■ Ejercicio escrito
Imprime íntegro, sin alterar una sola palabra, el texto sobre la obra narrativa de Mónica Lavín que aparece a continuación.

■ Fuente

===

Mónica se graduó, finalmente, como bióloga, quizá porque, como Diego, el narrador de Café cortado, “(…) supuso que leer era un privilegio que no se podía seguir dando y escribir, una locura que se le pasaría (…)”. Ya para su segundo libro, Nicolasa y los encajes, originalmente publicado por Joaquín Mortiz en 1991, Mónica se había decidido por la escritura. En 1998 obtendría el Premio Nacional de Cuento Gilberto Owen con su más entrañable libro de cuentos –aunque, en lo personal, Mónica prefiere Uno no sabe cuentos (Plaza & Janés, 2003)- Ruby Tuesday no ha muerto, cuyo eje son las canciones de los Rolling Stones. Con la novela Café cortado, que considera su novela mejor lograda, gana en el 2001 el Premio Colima para obra publicada. Esta obra, como veremos más adelante, concentra prácticamente todos los rasgos distintivos de la prosa de Mónica Lavín. Ahí, como en ningún otro relato o novela palpita el elemento inquietante, “el engendro”.
Ya en Tonada de un viejo amor (Selector, Col. Aura, 1996), aborda Mónica un tema espinoso, poco frecuentado en las letras mexicanas: la relación incestuosa entre una sobrina y su tío, quienes, lejos de sentirse inhibidos por la culpa, se la pasan buscando recovecos y callejones óptimos para la forma de sus cuerpos. Aquí, el lenguaje de la autora alcanza una ríspida sensualidad, cercana a la melancolía que asimila la música del sax, instrumento que tiene, dentro de la historia, una relevancia fetichista. Parece broma, sin embargo, que tan ardiente novela tenga su origen, según cuenta Mónica, en una estampa de un pueblo de Coahuila, una pareja de viejos saliendo del olvidado cascarón que todavía presenta huellas de la señorial mansión que fuera… lo mismo que sus habitantes: “(…) Sospeché un cuento que luego se volvió novela, y que ahora supongo sucedió porque la imagen despertaba muchas preguntas, muchas más que la que una sola situación que compete al cuento, me permitía responder (…)” (Leo, luego…p.p 50 y 51).

===

Listado de datos:

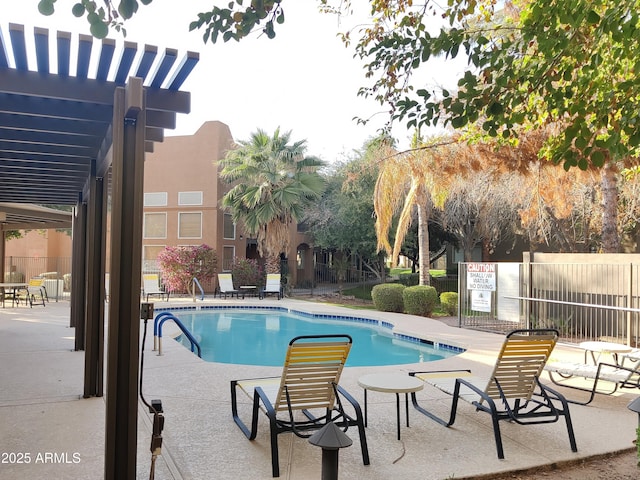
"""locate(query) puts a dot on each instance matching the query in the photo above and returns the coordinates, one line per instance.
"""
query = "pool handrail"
(196, 282)
(157, 332)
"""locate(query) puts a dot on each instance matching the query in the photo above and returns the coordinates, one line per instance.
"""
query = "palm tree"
(273, 181)
(404, 182)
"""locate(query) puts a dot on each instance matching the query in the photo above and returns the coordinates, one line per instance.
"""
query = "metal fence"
(583, 301)
(55, 270)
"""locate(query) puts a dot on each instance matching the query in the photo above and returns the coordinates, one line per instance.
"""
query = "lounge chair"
(513, 390)
(225, 285)
(35, 292)
(151, 287)
(624, 375)
(273, 285)
(309, 380)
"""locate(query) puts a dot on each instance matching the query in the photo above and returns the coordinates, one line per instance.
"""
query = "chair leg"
(359, 422)
(255, 411)
(565, 412)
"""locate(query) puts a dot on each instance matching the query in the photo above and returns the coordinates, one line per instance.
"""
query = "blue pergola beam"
(18, 43)
(41, 36)
(64, 53)
(184, 69)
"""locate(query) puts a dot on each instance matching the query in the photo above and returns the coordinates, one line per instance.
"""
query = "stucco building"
(182, 206)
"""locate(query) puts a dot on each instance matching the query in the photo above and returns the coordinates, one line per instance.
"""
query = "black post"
(331, 439)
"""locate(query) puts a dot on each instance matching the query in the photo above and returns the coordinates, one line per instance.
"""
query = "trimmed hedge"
(387, 297)
(449, 302)
(409, 279)
(420, 300)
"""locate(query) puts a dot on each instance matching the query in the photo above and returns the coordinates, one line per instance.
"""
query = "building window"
(229, 227)
(151, 252)
(155, 225)
(190, 225)
(189, 198)
(228, 254)
(155, 199)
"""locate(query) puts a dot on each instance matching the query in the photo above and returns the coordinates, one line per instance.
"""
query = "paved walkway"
(48, 432)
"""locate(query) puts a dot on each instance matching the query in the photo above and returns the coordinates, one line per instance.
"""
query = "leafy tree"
(343, 218)
(407, 182)
(480, 210)
(273, 182)
(180, 265)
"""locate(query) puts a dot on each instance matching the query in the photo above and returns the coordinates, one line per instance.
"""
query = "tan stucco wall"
(39, 244)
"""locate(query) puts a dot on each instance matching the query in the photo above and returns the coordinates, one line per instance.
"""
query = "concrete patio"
(48, 431)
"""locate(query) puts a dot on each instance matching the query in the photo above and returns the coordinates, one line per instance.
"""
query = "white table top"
(391, 383)
(605, 347)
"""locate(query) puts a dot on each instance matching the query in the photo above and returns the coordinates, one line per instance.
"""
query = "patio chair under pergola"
(77, 138)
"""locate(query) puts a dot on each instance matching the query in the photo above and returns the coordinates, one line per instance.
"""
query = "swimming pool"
(261, 337)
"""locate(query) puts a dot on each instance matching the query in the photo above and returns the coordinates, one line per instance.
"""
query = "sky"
(304, 81)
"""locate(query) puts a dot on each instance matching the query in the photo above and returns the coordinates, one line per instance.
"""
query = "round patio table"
(391, 383)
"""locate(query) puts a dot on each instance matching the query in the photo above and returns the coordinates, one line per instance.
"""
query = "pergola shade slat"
(54, 124)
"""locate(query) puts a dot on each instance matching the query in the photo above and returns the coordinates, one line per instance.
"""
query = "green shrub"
(449, 302)
(387, 297)
(420, 300)
(409, 279)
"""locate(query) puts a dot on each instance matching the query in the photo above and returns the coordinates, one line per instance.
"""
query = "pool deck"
(44, 418)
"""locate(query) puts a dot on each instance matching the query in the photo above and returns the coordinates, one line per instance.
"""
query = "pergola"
(69, 136)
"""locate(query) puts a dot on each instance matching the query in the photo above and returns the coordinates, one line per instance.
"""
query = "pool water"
(255, 337)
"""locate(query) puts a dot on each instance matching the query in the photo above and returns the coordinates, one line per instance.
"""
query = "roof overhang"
(17, 216)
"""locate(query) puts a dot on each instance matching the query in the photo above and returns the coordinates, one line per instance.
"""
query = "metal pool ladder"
(157, 332)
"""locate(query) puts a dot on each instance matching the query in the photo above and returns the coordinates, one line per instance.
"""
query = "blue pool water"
(261, 337)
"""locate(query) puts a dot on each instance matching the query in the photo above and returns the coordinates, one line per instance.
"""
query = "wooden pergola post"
(129, 118)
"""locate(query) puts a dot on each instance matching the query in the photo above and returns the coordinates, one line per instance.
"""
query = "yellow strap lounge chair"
(624, 375)
(225, 285)
(151, 286)
(309, 381)
(272, 285)
(513, 391)
(35, 292)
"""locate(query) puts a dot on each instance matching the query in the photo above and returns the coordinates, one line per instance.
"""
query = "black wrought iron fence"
(583, 301)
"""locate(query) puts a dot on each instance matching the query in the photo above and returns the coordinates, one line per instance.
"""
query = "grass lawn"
(363, 293)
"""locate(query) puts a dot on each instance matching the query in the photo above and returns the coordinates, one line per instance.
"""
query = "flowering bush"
(179, 265)
(246, 271)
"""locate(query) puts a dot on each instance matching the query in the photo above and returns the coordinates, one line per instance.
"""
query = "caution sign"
(481, 276)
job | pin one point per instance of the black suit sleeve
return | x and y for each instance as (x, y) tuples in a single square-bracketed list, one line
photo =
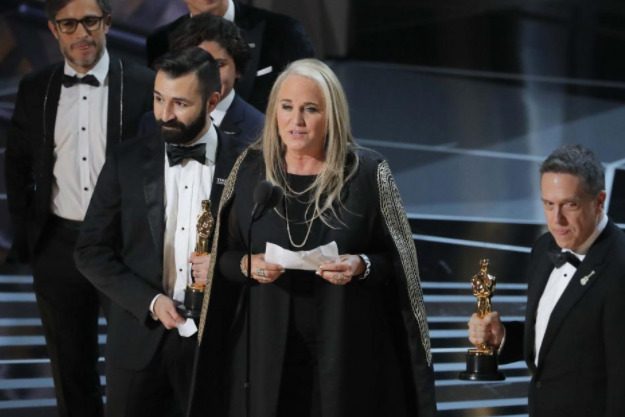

===

■ Resultado
Mónica se graduó, finalmente, como bióloga, quizá porque, como Diego, el narrador de Café cortado, “(…) supuso que leer era un privilegio que no se podía seguir dando y escribir, una locura que se le pasaría (…)”. Ya para su segundo libro, Nicolasa y los encajes, originalmente publicado por Joaquín Mortiz en 1991, Mónica se había decidido por la escritura. En 1998 obtendría el Premio Nacional de Cuento Gilberto Owen con su más entrañable libro de cuentos –aunque, en lo personal, Mónica prefiere Uno no sabe cuentos (Plaza & Janés, 2003)- Ruby Tuesday no ha muerto, cuyo eje son las canciones de los Rolling Stones. Con la novela Café cortado, que considera su novela mejor lograda, gana en el 2001 el Premio Colima para obra publicada. Esta obra, como veremos más adelante, concentra prácticamente todos los rasgos distintivos de la prosa de Mónica Lavín. Ahí, como en ningún otro relato o novela palpita el elemento inquietante, “el engendro”.
Ya en Tonada de un viejo amor (Selector, Col. Aura, 1996), aborda Mónica un tema espinoso, poco frecuentado en las letras mexicanas: la relación incestuosa entre una sobrina y su tío, quienes, lejos de sentirse inhibidos por la culpa, se la pasan buscando recovecos y callejones óptimos para la forma de sus cuerpos. Aquí, el lenguaje de la autora alcanza una ríspida sensualidad, cercana a la melancolía que asimila la música del sax, instrumento que tiene, dentro de la historia, una relevancia fetichista. Parece broma, sin embargo, que tan ardiente novela tenga su origen, según cuenta Mónica, en una estampa de un pueblo de Coahuila, una pareja de viejos saliendo del olvidado cascarón que todavía presenta huellas de la señorial mansión que fuera… lo mismo que sus habitantes: “(…) Sospeché un cuento que luego se volvió novela, y que ahora supongo sucedió porque la imagen despertaba muchas preguntas, muchas más que la que una sola situación que compete al cuento, me permitía responder (…)” (Leo, luego…p.p 50 y 51).